— Data provided —
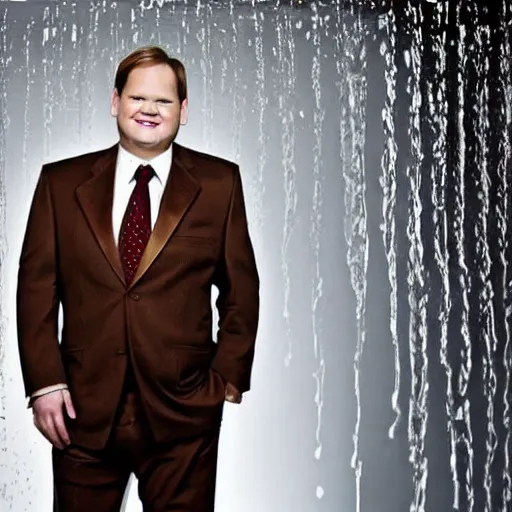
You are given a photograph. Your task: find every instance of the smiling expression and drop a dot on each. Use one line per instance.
(148, 111)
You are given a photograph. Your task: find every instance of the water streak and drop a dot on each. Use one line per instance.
(418, 297)
(487, 328)
(286, 54)
(388, 184)
(464, 435)
(353, 126)
(504, 114)
(316, 225)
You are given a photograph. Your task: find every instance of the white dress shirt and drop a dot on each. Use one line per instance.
(124, 183)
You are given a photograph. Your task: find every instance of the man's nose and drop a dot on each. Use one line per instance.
(149, 108)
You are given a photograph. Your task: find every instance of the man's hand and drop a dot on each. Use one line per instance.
(232, 394)
(49, 416)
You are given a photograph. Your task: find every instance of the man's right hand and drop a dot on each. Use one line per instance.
(49, 416)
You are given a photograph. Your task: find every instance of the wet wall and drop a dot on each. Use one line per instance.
(374, 145)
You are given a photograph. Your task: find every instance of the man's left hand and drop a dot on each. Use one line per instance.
(232, 394)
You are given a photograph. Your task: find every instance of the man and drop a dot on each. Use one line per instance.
(130, 240)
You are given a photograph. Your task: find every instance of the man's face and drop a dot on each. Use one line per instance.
(148, 111)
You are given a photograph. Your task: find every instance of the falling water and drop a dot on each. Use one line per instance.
(316, 225)
(418, 413)
(286, 49)
(485, 291)
(437, 118)
(464, 436)
(389, 186)
(4, 126)
(502, 212)
(354, 88)
(237, 60)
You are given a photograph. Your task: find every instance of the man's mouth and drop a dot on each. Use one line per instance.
(147, 124)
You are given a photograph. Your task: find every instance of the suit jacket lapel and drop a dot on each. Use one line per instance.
(95, 197)
(179, 193)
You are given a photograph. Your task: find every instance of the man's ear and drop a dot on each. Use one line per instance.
(184, 112)
(114, 104)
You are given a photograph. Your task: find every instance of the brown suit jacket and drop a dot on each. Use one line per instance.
(163, 320)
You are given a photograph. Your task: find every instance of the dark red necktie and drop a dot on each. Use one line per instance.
(136, 225)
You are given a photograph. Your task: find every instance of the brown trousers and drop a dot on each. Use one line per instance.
(178, 478)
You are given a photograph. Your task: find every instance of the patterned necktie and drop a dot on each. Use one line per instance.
(136, 225)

— What you should do —
Could you reproduce all of the data above verbatim, leaving out the picture?

— Written answer —
You are given a photograph. Your task: find every instance of the smiling expression and drop a dot on each. Use one line per instance.
(148, 111)
You are given a photograph. Your task: find every instance of the water streak and drop a dot on each. Use one line per instance.
(418, 297)
(487, 328)
(286, 54)
(388, 184)
(464, 435)
(353, 126)
(504, 114)
(316, 225)
You are given a photograph. Your task: find every instance of the white dress shirt and drop a dot on each. Use one line per instance.
(124, 183)
You are given a photograph. Your task: find every instance of the man's nose and drop a dot on each. Use one line per instance.
(149, 108)
You are given a photograph. Your task: find every instance of the man's hand and drop a dot on each. Use one line per instance.
(232, 394)
(49, 416)
You are given a photograph. Your task: find every instance of the man's right hand and drop a dot on each. Use one line per instance.
(49, 416)
You are given a photograph. Your task: find every instance of the wet wall and drop a dot on each. Use one line per instance.
(374, 145)
You are given a photograph. Your task: find every instance of the man's left hand and drop a dot on each. Use one line per instance.
(232, 394)
You are given a photograph. Your task: find every instance of the man and drop a dot on each. Use one line per instance.
(130, 240)
You are given a photograph. Your task: find every instance of the man's face and drop a dot on each. Use one line per instance.
(148, 111)
You are given a photograph. Your task: find every instance of the falling water and drop a dot on each. Use one line per instance.
(316, 225)
(418, 413)
(286, 49)
(485, 291)
(437, 118)
(464, 436)
(389, 186)
(4, 126)
(502, 212)
(354, 88)
(237, 60)
You are given a photograph. Your task: find every instance of the man's mouth and drop a dot on each. Use one line per instance.
(147, 124)
You are given a photograph. Your task: find every instance of the suit jacket lapel and drop a dot on each. Use one line per instance.
(95, 197)
(179, 193)
You are given a photograph. Your task: find every instance of the man's ear and drop a dot on each. Use one line per instance.
(184, 112)
(114, 104)
You are given a photograph. Your task: find every instance of the brown suit jacket and drop a dot on each. Use one line per instance.
(163, 320)
You are given a photograph. Your task: find every instance of the dark red necktie and drop a dot on each. Use one line per instance.
(136, 225)
You are given a photograph. Your task: find every instance of the brown trousers and drop a dot on each. Use one line per instance.
(178, 478)
You are given a photograph. Your task: find every instance of the patterned necktie and drop a dot on each. Use one line per instance.
(136, 225)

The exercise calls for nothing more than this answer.